ACTION ITEM — Each line below from the one containing "hmm trying to figure out where the river is" through the one containing "hmm trying to figure out where the foliage" is to be given again exactly, and no line outside that span.

INPUT RECORDS —

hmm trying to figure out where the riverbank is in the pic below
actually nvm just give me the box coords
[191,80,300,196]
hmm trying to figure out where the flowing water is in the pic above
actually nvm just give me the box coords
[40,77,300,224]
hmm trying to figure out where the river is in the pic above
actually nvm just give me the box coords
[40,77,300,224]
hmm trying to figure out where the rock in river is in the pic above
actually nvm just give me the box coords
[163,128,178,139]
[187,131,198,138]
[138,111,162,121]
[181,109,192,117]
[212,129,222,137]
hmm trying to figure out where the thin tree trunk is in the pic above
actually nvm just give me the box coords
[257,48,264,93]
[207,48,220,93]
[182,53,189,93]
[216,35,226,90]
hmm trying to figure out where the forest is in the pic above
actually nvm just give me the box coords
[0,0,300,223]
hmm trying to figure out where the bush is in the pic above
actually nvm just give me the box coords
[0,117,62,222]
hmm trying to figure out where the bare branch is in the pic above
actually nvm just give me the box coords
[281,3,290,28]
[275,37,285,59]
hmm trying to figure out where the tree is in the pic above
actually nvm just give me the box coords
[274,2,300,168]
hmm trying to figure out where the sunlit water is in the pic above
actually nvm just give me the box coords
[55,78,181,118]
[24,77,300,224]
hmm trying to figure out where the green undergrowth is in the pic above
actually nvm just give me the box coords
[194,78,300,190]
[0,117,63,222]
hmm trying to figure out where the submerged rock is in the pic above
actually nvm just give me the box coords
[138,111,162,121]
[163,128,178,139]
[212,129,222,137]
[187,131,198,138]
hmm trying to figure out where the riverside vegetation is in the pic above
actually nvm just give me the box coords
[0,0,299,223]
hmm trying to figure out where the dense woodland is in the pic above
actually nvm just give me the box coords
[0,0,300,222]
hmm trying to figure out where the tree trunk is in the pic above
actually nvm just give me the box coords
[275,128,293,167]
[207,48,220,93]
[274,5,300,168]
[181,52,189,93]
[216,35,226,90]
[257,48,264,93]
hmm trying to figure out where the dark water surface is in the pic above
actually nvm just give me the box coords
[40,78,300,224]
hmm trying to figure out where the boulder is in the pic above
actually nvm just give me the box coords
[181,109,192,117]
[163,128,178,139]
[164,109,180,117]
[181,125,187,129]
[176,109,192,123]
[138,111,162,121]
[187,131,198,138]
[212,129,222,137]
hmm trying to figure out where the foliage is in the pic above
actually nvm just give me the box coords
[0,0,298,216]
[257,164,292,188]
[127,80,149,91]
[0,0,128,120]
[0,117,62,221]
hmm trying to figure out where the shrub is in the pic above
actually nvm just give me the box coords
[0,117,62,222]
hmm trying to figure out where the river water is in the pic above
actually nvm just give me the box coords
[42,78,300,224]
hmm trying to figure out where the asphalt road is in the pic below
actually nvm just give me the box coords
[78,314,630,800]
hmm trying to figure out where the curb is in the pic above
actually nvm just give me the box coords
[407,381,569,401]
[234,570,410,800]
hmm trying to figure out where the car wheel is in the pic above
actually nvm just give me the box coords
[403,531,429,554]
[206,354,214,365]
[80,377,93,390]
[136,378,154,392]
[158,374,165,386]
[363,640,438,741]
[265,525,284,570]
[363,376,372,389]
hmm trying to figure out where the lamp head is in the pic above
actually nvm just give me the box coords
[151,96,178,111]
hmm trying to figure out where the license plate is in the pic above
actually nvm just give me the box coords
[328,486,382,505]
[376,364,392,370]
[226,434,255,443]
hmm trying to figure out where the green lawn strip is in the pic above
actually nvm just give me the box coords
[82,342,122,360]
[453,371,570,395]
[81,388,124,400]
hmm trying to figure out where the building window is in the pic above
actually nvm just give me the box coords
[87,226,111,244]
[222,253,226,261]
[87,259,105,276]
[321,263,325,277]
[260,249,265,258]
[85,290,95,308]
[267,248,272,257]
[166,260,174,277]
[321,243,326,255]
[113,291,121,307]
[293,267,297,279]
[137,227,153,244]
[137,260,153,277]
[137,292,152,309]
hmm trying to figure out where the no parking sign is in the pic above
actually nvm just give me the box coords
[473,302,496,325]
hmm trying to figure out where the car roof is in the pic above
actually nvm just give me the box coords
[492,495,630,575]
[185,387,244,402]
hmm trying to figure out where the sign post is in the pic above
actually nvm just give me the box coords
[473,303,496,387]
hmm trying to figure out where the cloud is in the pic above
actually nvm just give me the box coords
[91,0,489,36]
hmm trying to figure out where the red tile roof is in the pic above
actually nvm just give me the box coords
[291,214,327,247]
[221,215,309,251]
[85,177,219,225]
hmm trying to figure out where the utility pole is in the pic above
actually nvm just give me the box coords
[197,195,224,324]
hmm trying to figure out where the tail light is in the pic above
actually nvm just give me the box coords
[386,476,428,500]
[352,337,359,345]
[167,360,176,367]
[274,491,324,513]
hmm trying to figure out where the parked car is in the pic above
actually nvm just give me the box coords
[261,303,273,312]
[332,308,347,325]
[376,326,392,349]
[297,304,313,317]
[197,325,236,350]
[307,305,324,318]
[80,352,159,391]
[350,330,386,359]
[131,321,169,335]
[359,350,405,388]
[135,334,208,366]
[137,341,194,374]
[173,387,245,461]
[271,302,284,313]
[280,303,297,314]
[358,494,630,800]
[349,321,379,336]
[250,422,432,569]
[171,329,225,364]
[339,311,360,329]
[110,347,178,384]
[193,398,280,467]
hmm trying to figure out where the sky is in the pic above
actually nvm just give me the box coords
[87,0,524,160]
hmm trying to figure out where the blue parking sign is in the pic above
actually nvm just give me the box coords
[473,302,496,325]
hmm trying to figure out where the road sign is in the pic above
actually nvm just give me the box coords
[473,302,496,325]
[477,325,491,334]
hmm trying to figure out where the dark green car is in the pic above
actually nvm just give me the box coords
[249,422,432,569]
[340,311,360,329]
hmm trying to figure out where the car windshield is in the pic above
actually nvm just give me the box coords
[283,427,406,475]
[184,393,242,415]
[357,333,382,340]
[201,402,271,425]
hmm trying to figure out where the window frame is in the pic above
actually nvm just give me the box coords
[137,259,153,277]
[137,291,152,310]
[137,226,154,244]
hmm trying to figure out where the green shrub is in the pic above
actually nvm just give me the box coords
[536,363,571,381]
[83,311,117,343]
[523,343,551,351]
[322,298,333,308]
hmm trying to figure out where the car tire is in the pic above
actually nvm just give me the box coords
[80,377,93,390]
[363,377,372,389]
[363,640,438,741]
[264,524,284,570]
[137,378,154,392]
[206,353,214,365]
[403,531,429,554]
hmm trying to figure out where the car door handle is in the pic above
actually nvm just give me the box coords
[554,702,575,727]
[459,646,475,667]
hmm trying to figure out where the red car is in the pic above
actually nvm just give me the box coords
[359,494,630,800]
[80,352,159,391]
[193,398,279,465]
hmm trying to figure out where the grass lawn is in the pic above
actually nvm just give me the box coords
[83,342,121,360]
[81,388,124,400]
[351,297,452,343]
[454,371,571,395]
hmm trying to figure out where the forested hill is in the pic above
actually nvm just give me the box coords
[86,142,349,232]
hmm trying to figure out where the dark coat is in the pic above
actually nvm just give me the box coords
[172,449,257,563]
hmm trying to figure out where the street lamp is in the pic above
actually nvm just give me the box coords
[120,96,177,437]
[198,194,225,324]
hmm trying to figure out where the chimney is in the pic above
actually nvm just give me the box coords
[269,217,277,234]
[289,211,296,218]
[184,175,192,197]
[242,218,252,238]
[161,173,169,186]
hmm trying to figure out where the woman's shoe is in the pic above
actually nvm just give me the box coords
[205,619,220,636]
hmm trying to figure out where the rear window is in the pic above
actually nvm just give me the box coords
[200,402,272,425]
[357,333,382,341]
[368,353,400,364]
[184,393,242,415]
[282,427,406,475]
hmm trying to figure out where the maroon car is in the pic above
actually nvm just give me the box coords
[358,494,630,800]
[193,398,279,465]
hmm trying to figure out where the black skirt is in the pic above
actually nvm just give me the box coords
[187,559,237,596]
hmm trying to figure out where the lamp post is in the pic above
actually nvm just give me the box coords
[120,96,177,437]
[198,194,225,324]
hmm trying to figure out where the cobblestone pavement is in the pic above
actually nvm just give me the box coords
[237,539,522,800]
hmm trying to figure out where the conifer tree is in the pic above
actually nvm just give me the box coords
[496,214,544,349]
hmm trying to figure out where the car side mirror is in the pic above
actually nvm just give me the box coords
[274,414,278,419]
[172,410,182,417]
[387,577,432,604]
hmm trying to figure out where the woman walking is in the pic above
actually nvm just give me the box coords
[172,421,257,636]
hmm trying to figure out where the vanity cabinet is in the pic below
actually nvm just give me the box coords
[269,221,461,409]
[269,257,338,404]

...

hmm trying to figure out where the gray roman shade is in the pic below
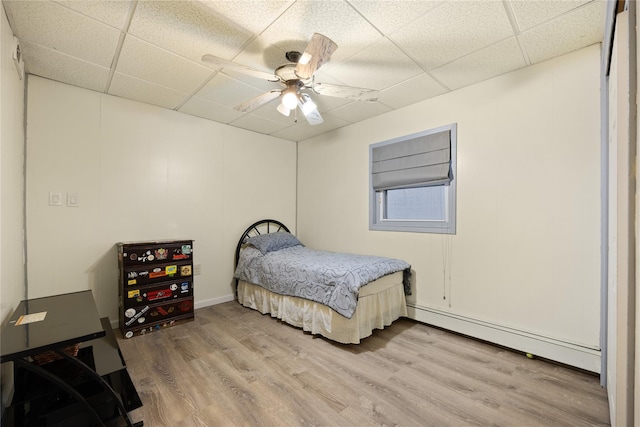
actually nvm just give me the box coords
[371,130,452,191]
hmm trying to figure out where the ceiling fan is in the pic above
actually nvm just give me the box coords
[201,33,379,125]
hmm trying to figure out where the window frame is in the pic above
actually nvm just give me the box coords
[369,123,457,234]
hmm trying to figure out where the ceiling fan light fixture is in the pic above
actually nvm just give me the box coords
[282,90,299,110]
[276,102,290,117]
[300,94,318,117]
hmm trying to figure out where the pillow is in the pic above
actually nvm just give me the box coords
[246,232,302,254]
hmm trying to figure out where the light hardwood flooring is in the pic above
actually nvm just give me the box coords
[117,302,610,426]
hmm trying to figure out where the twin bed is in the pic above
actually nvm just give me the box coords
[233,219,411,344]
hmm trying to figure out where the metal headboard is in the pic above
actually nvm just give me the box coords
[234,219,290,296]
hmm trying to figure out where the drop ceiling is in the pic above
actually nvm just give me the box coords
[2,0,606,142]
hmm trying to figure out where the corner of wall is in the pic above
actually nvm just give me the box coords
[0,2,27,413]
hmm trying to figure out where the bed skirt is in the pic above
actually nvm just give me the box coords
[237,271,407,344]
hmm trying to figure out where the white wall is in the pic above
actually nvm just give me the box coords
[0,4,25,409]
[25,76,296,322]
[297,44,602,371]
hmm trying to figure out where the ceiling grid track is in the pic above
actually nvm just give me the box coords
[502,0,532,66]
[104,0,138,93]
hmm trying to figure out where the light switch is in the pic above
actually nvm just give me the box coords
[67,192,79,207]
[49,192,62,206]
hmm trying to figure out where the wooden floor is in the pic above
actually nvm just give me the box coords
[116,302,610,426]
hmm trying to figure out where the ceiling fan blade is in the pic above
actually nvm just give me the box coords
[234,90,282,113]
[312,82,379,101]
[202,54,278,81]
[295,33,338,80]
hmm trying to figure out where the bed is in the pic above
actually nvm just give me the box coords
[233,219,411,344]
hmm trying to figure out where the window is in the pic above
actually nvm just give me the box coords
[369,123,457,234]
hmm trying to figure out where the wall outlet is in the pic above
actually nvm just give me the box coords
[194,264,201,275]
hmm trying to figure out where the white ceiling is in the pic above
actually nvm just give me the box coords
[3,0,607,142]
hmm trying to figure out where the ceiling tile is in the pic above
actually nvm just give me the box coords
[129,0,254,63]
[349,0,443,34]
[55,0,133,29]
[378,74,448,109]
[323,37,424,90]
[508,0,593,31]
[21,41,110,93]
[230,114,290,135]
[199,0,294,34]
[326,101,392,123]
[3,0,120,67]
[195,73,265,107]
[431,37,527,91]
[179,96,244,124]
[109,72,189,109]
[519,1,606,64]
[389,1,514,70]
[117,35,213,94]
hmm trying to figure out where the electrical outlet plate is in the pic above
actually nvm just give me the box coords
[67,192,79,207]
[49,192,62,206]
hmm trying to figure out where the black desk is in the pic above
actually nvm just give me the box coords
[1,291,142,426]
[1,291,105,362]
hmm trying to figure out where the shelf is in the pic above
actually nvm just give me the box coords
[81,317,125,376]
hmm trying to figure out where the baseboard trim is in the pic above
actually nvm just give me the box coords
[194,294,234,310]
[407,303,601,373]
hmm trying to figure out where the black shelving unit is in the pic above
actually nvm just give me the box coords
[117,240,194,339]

ANSWER FOR THIS EXERCISE —
hmm trying to figure out where the river is in the pic above
actually nvm just give me the box coords
[40,77,300,224]
hmm trying to figure out where the rock in river is in the pic above
actually nvm just give me the box coords
[163,128,178,139]
[187,131,198,138]
[138,111,162,121]
[181,109,192,117]
[212,129,222,137]
hmm trying to figure out where the thin tree trunk is in the pic above
actually nvm just give me the box coords
[257,48,264,93]
[207,48,220,93]
[182,53,189,93]
[216,35,226,90]
hmm trying to figure out where the forest is in the pic above
actually nvm just give me the box coords
[0,0,300,223]
hmm trying to figure out where the bush is in the pic above
actually nvm just give me the box coords
[0,117,62,222]
hmm trying to figure out where the bare branch is in the pic above
actually nvm just give me the box coords
[281,3,290,28]
[275,37,285,59]
hmm trying to figure out where the tree is in the pic above
actually nvm just give me the box coords
[274,2,300,168]
hmm trying to figure out where the sunlit water is in the pic above
actually nvm just give me the box coords
[55,78,181,118]
[24,77,300,224]
hmm trying to figure out where the green undergrowth is in the pic above
actually nvm just give me the box coords
[194,78,300,190]
[0,117,63,222]
hmm trying to figure out where the submerged rock is in the pic above
actually nvm just give me the box coords
[138,111,162,121]
[163,128,178,139]
[212,129,222,137]
[187,131,198,138]
hmm trying to figure out where the riverside vegetation is in the pic above
actually nvm just give me the box coords
[0,0,299,223]
hmm trying to figure out where the dense woodland is in the pic above
actually nvm just give me the box coords
[0,0,300,222]
hmm trying to figure out where the tree trunk is in the pic above
actually nvm just give me the box coords
[275,128,293,167]
[207,48,220,93]
[274,5,300,168]
[181,52,189,93]
[216,35,226,90]
[257,48,264,93]
hmm trying to figure out where the dark water surface is in the pic above
actually nvm just give me the box coords
[40,78,300,224]
hmm trying to figure out where the boulder is in the pic above
actually nvm just give me the box coords
[181,109,192,117]
[163,128,178,139]
[164,109,180,117]
[181,125,187,129]
[176,109,192,123]
[138,111,162,121]
[187,131,198,138]
[212,129,222,137]
hmm trying to figure out where the foliage is in the pic above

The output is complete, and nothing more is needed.